Top of Material provided

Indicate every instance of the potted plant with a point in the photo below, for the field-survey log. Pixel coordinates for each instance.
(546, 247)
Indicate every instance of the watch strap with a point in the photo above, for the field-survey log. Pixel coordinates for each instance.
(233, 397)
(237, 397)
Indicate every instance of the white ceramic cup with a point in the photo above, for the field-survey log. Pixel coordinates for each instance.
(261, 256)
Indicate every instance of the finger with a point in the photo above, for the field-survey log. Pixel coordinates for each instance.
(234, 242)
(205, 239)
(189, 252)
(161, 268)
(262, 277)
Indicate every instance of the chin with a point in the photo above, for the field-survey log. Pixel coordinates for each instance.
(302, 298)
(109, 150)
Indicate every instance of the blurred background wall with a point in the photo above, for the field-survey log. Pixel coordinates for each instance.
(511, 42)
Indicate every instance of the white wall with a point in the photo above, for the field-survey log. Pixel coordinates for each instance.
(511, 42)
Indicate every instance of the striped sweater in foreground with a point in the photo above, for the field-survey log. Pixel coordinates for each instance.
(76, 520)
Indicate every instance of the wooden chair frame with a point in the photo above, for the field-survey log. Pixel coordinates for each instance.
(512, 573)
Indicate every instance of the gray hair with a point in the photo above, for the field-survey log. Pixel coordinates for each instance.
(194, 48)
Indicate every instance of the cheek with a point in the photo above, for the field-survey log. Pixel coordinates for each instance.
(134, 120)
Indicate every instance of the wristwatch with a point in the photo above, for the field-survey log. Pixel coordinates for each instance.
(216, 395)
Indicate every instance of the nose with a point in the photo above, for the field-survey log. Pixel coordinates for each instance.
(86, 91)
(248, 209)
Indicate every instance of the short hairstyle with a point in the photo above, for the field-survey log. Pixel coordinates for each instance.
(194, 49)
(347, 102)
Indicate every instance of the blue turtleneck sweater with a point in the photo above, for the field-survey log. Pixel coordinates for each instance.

Bottom of Material provided

* To do
Lines from the one containing "Indicate every instance of the wooden" through the last line of the records, both included, are the only ones to print, each exactly as it is.

* Finished task
Indicate every instance of the wooden chair frame with a point in the photo above, for the field-survey log. Pixel coordinates for each instance.
(512, 573)
Indicate every instance of the gray hair with a point in the photo above, for the field-survey log. Pixel coordinates for each instance.
(194, 48)
Indicate every instance of the cheek with a point in the photo above, for the field-survey log. Pixel coordinates for each instance.
(134, 120)
Indicate every instance of the wristwatch with a point in the photo above, for the field-survey log. Pixel coordinates for each instance.
(216, 395)
Indicate every instance of the nose with a point in the photo above, for the field-survey log. Pixel coordinates for each instance.
(86, 91)
(248, 209)
Indicate every instance of the short hairstyle with a point in the photo above, for the field-survey log. Pixel coordinates for each instance.
(194, 49)
(347, 102)
Indicate every instance of the blue turtleneck sweater with a point in the photo above, for the field-survey log. Pixel coordinates for each instance.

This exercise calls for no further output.